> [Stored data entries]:
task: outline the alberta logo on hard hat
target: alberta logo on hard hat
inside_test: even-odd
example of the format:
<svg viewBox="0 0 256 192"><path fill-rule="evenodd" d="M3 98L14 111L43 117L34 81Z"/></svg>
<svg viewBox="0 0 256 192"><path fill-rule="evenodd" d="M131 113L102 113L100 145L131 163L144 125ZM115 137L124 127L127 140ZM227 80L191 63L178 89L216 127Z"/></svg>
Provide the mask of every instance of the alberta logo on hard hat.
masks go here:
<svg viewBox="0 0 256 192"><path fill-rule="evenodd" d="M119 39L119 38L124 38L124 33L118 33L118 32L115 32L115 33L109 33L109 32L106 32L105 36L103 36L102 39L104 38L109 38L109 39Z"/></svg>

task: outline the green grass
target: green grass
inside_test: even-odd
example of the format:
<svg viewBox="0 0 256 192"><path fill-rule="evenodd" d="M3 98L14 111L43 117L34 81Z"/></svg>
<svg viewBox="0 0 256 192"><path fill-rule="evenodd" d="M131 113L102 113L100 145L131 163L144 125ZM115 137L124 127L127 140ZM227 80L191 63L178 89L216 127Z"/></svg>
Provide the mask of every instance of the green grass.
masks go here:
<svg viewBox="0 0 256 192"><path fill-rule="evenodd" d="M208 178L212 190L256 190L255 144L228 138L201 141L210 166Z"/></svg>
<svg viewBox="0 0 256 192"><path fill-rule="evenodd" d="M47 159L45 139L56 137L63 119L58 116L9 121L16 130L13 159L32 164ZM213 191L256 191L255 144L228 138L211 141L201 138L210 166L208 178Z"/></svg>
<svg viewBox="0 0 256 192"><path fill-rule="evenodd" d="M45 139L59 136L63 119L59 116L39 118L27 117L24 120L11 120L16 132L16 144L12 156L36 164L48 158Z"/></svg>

> [OBJECTIVE]: Quote the lines of the items above verbatim, starting at the first line and going on through the line that contains "39L119 38L124 38L124", with both ends included.

> [TASK ANSWER]:
task: outline the alberta logo on hard hat
target: alberta logo on hard hat
inside_test: even-odd
example of the format:
<svg viewBox="0 0 256 192"><path fill-rule="evenodd" d="M3 98L14 111L43 117L34 81Z"/></svg>
<svg viewBox="0 0 256 192"><path fill-rule="evenodd" d="M131 113L102 113L100 145L131 163L144 125ZM115 137L124 127L127 140ZM227 80L191 63L178 89L216 127Z"/></svg>
Provide the mask of every instance of the alberta logo on hard hat.
masks go here:
<svg viewBox="0 0 256 192"><path fill-rule="evenodd" d="M119 39L119 38L124 38L124 33L118 33L118 32L115 32L115 33L109 33L109 32L106 32L105 36L103 36L102 39L104 38L109 38L109 39Z"/></svg>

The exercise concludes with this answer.